Task instructions — Find every line in the listing below that contains the word "brown" and copy each one. Case matters.

Data for this task —
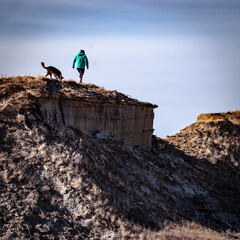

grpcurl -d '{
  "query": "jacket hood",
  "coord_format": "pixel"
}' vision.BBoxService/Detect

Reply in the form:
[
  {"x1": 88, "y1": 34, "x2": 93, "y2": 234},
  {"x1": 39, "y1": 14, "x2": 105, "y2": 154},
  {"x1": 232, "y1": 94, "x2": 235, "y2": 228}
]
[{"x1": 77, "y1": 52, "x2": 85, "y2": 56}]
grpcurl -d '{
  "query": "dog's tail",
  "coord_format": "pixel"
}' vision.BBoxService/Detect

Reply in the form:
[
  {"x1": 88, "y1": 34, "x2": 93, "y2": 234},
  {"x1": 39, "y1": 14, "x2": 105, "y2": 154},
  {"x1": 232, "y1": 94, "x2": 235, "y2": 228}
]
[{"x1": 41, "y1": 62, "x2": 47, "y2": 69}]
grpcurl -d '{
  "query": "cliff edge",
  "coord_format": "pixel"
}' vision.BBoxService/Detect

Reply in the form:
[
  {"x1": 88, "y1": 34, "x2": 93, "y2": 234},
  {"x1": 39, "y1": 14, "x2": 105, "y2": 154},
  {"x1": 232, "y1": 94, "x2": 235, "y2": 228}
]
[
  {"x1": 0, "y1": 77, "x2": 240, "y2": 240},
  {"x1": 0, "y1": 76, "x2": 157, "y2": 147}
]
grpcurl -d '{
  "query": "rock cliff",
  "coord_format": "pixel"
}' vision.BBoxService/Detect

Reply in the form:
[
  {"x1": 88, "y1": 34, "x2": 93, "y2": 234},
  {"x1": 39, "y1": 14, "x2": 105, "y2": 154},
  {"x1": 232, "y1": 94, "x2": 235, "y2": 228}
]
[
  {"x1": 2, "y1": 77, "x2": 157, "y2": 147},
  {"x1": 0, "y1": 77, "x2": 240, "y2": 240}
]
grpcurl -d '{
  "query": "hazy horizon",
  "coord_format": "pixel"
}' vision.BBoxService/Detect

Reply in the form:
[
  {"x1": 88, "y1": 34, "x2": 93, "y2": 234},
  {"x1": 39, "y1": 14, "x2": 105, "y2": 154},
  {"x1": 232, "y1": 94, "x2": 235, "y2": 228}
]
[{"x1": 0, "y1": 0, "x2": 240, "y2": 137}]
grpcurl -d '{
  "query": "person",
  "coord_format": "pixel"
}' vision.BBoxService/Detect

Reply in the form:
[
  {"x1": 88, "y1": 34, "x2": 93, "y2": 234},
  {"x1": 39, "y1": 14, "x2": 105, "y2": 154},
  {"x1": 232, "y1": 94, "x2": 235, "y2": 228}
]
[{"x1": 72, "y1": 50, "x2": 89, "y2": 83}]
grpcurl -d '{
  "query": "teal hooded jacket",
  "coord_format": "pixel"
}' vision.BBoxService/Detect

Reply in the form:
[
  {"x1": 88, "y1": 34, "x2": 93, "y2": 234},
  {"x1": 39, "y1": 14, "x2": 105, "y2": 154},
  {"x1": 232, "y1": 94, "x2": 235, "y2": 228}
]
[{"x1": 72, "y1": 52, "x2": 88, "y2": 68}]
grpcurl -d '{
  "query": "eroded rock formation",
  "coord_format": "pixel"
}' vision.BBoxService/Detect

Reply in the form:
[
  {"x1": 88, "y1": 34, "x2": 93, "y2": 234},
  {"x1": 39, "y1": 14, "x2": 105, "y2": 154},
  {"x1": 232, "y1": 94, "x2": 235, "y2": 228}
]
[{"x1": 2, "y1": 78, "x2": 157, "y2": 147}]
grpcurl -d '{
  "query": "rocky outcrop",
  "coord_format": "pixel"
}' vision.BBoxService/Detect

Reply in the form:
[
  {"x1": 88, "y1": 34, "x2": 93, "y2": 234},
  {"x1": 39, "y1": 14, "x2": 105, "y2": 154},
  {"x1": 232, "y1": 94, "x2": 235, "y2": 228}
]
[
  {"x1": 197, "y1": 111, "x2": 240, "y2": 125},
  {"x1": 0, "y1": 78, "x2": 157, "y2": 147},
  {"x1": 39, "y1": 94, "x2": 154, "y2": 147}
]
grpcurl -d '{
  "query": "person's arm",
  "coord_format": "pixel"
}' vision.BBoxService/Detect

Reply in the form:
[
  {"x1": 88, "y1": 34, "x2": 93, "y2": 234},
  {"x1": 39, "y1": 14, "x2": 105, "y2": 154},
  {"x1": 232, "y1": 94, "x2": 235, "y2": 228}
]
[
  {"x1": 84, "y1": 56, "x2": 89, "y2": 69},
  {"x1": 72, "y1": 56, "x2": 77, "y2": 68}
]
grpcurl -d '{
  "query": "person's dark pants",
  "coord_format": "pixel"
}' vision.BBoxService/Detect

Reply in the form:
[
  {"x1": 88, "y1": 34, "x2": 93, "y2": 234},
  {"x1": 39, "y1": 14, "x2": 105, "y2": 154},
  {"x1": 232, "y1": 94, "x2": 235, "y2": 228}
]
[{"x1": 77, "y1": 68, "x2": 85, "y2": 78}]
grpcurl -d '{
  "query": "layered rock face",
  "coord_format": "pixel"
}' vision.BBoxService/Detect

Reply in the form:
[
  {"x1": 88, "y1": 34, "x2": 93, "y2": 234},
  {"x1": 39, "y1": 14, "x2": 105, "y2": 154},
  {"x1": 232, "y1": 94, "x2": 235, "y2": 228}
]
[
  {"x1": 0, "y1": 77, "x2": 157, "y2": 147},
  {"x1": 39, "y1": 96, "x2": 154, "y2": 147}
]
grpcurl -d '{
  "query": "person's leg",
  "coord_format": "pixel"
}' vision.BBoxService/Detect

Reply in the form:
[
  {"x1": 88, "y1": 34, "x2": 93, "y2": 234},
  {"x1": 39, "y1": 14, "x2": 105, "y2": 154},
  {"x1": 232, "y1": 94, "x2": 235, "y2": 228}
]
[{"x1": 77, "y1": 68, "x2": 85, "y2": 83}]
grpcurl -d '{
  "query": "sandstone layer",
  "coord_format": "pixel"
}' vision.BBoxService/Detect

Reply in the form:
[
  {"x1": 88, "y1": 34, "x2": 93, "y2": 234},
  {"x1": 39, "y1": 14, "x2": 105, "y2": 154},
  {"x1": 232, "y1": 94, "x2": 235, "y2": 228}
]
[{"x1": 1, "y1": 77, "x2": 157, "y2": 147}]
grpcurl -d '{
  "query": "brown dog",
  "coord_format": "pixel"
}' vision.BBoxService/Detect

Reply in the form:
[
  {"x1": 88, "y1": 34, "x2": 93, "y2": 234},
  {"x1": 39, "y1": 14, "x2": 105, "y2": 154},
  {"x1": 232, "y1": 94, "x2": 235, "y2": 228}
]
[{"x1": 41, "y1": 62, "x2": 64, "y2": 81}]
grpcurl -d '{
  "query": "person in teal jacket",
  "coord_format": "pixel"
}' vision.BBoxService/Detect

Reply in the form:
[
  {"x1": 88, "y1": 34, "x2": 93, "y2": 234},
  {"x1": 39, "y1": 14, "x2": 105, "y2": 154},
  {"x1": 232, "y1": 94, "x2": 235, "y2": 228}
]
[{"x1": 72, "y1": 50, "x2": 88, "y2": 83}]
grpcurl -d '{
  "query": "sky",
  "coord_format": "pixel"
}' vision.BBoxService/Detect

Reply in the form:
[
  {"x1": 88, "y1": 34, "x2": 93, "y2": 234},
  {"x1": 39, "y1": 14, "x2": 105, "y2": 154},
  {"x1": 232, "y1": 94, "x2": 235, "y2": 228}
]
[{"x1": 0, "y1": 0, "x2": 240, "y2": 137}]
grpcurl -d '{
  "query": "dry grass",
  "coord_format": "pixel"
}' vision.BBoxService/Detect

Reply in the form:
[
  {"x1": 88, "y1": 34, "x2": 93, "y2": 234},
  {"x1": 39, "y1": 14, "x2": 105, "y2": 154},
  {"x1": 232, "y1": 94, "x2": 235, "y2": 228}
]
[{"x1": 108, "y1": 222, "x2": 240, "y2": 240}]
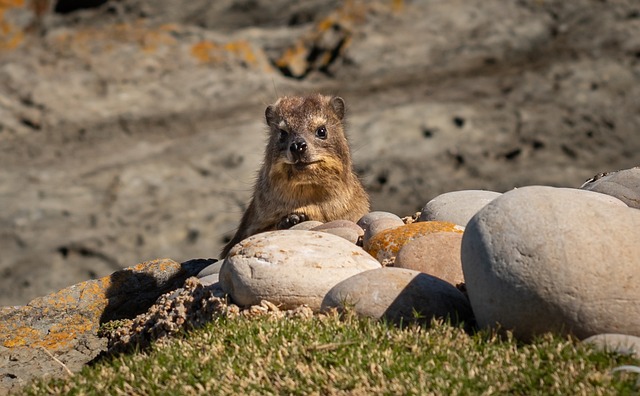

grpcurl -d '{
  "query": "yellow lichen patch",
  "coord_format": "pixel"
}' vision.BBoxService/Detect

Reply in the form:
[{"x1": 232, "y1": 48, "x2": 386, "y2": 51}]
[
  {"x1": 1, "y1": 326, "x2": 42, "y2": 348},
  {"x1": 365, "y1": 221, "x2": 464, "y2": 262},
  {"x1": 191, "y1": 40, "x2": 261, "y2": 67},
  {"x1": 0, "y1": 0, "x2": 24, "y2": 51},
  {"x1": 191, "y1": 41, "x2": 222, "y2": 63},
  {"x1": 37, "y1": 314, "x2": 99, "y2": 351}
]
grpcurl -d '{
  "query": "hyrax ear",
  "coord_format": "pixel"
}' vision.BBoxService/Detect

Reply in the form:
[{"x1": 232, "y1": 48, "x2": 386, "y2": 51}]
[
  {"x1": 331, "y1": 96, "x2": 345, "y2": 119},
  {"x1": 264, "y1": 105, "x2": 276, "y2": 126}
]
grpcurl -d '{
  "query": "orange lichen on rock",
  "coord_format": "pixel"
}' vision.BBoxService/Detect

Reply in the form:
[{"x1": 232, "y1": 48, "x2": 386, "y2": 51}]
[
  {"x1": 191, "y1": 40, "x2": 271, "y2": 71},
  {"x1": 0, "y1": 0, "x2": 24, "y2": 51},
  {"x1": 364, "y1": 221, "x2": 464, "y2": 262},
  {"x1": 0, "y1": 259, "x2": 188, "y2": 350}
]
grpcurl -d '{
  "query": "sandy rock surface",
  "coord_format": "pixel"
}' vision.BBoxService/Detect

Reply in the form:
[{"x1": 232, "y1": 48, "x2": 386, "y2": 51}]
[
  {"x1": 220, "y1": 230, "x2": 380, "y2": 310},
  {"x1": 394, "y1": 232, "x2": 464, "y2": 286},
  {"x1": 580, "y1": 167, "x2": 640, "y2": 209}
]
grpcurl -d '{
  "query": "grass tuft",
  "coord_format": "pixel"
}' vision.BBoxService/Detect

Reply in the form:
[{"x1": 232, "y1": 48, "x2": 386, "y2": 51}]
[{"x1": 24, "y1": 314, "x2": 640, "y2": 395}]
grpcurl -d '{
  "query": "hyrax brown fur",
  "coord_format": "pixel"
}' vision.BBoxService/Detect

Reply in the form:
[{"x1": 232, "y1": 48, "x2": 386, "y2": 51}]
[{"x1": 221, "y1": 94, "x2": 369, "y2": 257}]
---
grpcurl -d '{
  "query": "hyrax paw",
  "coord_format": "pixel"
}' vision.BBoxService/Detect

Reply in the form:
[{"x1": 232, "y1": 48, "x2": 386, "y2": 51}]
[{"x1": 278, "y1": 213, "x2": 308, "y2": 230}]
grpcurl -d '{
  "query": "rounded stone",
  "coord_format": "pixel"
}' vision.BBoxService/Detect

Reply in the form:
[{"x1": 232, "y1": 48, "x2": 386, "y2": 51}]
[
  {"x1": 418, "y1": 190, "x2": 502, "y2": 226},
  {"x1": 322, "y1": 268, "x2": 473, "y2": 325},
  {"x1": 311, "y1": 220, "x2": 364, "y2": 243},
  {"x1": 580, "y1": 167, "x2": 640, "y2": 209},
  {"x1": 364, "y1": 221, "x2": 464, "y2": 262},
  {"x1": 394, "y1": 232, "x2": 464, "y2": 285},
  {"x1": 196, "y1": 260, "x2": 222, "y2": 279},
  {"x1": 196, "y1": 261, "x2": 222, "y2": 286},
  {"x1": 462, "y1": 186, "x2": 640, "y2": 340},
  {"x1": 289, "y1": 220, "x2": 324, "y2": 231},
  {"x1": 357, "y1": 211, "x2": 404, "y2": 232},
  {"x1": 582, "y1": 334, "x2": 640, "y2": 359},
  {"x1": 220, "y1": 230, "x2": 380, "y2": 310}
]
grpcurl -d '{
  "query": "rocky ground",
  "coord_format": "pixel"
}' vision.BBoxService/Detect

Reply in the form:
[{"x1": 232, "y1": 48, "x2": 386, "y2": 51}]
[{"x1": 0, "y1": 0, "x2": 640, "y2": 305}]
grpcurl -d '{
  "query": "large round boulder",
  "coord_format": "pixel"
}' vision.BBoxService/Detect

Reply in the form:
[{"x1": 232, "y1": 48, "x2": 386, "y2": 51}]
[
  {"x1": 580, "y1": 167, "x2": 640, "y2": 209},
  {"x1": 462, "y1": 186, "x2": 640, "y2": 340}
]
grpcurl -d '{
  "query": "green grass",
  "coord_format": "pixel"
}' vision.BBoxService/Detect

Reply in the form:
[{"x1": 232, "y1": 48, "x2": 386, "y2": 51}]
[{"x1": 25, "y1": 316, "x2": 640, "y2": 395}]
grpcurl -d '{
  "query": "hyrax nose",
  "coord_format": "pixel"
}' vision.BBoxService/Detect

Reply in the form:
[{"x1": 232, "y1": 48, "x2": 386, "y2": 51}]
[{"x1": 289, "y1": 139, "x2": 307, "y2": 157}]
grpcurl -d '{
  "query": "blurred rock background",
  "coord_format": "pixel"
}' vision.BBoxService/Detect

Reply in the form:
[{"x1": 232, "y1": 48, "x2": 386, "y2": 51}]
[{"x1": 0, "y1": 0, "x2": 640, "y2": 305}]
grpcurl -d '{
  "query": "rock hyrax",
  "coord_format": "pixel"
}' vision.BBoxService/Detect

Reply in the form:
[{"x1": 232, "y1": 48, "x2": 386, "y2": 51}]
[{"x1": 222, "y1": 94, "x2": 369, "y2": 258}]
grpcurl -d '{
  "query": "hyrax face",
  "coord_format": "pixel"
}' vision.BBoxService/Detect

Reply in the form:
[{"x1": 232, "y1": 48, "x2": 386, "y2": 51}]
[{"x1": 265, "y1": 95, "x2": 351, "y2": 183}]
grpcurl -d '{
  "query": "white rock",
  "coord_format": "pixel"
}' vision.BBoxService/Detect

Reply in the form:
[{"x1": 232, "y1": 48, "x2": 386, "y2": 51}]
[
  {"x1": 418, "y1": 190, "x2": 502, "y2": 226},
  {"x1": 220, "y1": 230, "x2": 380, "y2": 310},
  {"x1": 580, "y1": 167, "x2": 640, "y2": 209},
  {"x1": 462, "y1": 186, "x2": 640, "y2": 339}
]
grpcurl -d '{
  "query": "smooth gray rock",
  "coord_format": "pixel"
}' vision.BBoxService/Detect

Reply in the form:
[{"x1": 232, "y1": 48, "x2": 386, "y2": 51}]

Task solution —
  "query": "brown dog",
  "query": "hyrax brown fur",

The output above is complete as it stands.